WHAT YOU SHOULD DO. For the string "corrections", search the entries below and copy every line where it appears.

Stored entries
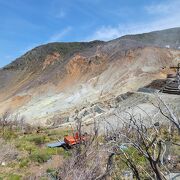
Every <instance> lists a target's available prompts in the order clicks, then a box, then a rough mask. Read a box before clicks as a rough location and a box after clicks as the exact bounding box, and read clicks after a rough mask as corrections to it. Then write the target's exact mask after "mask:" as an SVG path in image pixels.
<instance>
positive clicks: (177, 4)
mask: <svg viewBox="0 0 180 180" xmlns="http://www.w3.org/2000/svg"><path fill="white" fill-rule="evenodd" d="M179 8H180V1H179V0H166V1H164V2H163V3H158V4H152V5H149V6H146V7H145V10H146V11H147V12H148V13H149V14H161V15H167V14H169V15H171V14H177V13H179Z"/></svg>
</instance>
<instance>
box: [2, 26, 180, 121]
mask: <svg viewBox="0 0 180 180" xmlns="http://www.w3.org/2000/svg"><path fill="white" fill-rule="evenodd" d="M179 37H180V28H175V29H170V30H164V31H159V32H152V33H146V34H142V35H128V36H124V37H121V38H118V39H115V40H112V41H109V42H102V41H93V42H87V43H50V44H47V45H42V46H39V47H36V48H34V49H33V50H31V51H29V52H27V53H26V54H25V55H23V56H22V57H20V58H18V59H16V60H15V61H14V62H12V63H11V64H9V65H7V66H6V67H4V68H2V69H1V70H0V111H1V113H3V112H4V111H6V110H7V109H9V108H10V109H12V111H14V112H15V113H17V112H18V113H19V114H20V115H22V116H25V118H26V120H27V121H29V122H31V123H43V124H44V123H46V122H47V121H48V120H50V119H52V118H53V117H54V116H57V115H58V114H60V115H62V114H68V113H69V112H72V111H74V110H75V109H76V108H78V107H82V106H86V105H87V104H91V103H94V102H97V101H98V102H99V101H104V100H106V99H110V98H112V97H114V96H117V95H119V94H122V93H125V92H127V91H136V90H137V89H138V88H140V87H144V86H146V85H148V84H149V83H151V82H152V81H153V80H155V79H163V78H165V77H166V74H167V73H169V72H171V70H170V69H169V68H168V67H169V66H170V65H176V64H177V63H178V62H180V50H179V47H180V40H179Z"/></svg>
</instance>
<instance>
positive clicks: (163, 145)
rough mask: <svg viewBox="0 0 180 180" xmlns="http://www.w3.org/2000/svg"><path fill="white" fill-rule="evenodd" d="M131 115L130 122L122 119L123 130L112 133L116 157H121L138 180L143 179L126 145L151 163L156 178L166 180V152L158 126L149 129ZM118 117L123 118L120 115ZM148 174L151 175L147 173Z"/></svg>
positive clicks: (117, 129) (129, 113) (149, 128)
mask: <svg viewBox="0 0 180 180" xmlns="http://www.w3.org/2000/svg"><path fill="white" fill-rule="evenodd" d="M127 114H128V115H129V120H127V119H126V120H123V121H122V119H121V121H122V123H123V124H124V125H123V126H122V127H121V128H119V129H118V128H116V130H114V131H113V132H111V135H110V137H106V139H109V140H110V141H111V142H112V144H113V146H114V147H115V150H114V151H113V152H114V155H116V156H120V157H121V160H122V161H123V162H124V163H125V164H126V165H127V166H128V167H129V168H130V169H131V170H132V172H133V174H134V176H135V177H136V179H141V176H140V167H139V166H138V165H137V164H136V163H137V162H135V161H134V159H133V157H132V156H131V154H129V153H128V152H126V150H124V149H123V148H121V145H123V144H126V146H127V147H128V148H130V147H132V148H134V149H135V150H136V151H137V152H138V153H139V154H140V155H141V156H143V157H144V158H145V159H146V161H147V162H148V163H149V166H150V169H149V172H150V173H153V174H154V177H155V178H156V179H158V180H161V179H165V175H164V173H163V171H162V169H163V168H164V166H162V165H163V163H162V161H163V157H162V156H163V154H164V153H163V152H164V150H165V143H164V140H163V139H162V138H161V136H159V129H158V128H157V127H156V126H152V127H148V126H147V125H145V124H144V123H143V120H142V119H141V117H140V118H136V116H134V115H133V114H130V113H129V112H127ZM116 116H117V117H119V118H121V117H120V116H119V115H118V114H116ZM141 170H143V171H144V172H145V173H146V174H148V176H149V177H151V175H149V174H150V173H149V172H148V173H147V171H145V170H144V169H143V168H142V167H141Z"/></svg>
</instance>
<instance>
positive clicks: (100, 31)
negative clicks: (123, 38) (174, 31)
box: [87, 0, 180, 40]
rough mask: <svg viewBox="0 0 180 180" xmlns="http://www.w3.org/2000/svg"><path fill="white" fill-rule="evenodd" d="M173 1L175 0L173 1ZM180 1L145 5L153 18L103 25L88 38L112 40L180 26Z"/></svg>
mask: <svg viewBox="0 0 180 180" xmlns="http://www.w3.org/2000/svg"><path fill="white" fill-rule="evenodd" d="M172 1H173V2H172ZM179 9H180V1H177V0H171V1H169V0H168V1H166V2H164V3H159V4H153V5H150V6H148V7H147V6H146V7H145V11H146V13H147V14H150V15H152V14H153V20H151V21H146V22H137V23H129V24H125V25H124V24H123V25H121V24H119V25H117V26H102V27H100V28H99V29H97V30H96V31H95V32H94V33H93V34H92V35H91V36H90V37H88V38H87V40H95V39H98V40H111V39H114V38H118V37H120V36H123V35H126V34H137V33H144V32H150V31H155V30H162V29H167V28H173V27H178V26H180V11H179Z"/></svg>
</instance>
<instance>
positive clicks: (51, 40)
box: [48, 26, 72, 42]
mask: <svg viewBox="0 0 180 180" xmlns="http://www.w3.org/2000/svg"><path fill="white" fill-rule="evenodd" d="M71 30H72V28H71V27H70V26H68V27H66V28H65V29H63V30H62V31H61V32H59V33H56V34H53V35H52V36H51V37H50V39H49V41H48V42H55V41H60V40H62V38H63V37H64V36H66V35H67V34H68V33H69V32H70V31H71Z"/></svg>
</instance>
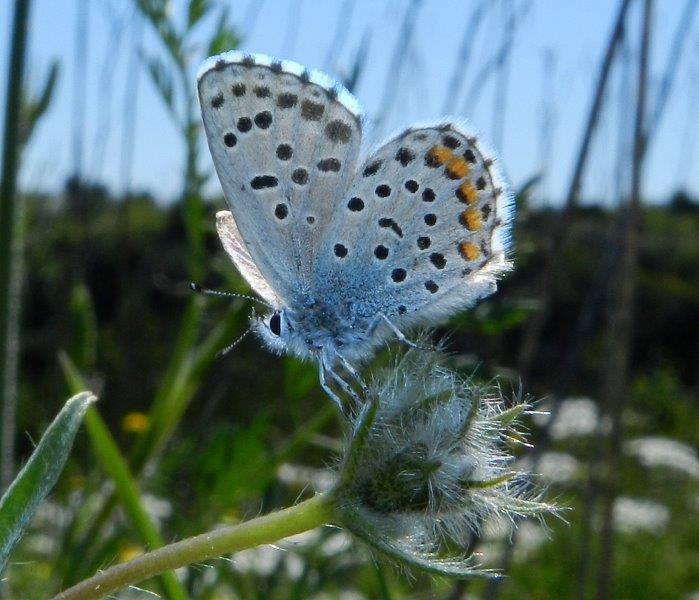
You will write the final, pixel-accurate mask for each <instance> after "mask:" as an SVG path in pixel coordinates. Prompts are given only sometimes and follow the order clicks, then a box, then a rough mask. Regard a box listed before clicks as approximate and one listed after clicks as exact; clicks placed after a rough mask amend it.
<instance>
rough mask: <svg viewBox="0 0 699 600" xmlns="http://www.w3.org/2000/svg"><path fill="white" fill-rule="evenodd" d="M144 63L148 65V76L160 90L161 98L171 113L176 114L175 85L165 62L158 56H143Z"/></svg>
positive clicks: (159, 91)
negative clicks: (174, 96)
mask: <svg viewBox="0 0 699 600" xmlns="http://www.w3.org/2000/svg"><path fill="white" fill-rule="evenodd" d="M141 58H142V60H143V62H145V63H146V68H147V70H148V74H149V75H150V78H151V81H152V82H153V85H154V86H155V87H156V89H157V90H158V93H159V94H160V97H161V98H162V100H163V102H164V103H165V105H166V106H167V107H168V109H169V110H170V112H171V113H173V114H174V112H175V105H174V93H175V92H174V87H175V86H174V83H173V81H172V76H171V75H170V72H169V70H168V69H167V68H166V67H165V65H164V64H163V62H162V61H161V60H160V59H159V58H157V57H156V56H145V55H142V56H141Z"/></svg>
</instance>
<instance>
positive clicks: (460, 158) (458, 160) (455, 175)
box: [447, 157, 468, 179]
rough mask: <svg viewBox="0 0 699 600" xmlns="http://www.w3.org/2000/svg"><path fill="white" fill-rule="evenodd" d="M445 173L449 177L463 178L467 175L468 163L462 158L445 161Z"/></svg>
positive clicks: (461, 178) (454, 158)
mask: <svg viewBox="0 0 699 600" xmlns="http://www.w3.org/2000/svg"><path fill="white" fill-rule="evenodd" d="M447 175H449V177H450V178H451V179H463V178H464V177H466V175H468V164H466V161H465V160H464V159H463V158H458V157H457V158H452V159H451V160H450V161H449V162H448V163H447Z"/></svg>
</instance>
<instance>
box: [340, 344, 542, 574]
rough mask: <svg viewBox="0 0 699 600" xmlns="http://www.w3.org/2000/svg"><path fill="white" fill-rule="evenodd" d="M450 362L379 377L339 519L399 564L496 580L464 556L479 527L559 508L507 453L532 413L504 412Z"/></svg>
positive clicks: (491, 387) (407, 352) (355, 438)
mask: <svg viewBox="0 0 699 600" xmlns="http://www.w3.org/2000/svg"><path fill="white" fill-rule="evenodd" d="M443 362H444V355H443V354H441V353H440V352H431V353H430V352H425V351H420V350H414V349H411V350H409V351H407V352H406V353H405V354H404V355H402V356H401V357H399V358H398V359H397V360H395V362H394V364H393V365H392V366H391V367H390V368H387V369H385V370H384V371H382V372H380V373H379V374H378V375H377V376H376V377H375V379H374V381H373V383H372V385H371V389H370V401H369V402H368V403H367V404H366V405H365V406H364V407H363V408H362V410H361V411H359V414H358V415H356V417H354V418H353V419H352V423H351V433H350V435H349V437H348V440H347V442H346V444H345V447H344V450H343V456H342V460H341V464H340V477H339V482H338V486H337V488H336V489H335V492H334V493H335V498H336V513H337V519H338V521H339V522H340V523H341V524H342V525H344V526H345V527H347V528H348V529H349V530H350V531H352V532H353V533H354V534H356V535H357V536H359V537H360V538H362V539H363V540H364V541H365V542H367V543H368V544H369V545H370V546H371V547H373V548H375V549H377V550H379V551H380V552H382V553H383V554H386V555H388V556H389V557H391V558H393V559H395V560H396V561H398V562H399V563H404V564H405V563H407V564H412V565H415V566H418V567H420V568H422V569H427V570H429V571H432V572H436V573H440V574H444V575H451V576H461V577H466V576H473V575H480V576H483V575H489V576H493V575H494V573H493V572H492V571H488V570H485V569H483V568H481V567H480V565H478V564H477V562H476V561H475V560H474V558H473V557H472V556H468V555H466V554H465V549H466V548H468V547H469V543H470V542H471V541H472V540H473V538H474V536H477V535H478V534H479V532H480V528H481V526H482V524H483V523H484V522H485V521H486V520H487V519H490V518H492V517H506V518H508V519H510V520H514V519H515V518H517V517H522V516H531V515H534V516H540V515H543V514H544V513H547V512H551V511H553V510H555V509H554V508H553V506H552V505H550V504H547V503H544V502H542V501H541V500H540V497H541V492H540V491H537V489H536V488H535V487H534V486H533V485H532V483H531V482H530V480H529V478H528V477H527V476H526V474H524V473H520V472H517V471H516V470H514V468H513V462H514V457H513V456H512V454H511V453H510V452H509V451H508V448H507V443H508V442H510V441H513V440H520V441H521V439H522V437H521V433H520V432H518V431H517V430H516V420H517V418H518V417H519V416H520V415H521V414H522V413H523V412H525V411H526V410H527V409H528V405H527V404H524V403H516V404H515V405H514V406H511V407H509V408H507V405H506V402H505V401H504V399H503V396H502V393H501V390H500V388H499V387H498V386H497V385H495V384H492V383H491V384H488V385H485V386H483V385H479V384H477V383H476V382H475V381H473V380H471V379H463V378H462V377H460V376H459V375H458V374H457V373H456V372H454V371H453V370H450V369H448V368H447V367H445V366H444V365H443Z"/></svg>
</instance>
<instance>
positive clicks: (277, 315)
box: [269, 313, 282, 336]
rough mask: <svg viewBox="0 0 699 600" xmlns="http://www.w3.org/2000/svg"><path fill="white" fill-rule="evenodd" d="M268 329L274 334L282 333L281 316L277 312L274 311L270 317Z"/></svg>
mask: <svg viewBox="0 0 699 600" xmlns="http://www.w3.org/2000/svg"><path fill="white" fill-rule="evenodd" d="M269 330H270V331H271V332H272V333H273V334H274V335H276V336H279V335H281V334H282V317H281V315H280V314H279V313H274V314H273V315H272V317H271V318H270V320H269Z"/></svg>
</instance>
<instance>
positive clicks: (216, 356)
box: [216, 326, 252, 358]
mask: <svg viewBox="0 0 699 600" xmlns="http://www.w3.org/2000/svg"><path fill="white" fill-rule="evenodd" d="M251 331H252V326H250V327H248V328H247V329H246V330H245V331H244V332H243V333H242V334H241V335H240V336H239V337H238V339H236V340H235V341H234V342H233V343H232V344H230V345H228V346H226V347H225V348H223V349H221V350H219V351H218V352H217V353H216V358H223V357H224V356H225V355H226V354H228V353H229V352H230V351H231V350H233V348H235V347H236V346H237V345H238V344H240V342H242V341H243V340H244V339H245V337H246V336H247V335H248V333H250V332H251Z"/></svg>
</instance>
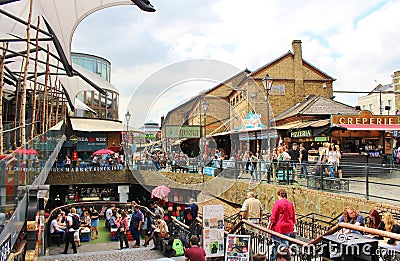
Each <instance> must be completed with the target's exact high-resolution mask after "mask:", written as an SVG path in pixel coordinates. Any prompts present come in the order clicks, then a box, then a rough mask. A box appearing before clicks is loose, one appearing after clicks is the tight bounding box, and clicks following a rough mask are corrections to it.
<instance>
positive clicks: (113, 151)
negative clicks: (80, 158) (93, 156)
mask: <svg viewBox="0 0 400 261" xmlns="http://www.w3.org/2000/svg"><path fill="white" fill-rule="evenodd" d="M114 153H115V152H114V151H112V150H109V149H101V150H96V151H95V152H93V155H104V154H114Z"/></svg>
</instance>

RESPONSE TO THE EXERCISE.
Every <instance> lists a target's available prompts in the order clicks, then a box, then a rough mask. Read a box before clicks as a rough location and a box after clicks as the exact bounding box, and read clicks after a rough mask as corrections to it. Then write the target's exact mask after "mask:" as an SVG path in image pixels.
Each <instance> must be completed with the target's exact high-resolution mask after "mask:", written as an SVG path in pixel coordinates. Any prompts present come in the order clicks, then a box, then a rough mask. A box appearing before clicks is loose, one appearing after clicks is the tight bounding box, and clicks following a rough mask are corrections to it.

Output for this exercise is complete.